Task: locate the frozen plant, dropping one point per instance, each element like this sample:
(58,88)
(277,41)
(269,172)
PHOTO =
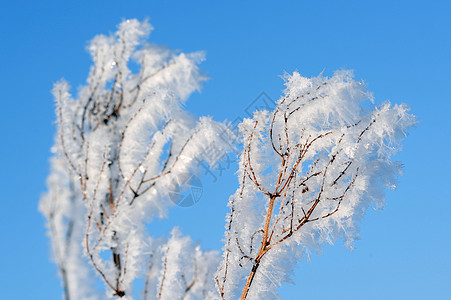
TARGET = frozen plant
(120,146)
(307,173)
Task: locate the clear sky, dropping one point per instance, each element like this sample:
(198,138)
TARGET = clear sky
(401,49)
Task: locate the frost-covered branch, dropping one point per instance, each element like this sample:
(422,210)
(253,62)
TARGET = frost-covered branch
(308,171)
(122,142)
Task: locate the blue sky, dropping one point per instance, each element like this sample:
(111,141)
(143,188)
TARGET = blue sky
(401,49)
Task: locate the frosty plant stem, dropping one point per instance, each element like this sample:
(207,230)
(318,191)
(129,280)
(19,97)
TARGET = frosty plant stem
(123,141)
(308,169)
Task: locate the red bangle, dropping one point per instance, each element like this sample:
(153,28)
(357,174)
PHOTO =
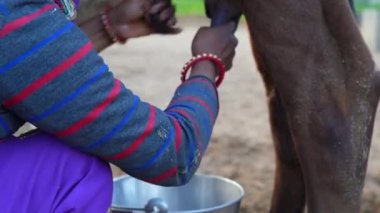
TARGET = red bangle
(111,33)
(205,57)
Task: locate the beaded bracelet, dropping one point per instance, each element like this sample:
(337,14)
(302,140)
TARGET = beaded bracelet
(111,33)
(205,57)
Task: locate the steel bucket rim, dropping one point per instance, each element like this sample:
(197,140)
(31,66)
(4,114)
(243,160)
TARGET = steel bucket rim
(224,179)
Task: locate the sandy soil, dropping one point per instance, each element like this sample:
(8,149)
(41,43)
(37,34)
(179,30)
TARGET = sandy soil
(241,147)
--
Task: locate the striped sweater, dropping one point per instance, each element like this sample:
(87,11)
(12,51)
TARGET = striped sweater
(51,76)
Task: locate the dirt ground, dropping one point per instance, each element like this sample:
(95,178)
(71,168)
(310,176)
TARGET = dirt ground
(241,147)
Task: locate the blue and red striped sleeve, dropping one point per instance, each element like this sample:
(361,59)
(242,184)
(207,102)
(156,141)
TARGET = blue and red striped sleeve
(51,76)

• Task instructions
Collect each line above holding the string "sample".

• Expected answer
Task: locate the frozen plant, dropping one point per instance, each element like this sample:
Task: locate the clear sky, dropping one point per instance, each element like this sample:
Task: locate the frost-covered branch, dropping one point per instance, each element like this sample:
Task: locate the blue sky, dropping one point per instance, each element like this sample:
Task: locate the frosty plant stem, dropping one point per instance, each element like this sample:
Task: locate the red bangle, dropping one point per instance, each element like this sample:
Task: locate the beaded bracelet, dropping one point per instance, each element like this sample:
Task: locate the steel bucket rim, dropping one point per instance, each element like this sample:
Task: locate the sandy soil, dropping one point per instance, each element like this sample:
Task: locate the striped sweater, dropping one point per instance, each element like this sample:
Task: locate the dirt ground, dropping one point per instance, each element like this sample:
Task: locate the blue and red striped sleeve, dropping one point per instance, each element like this sample:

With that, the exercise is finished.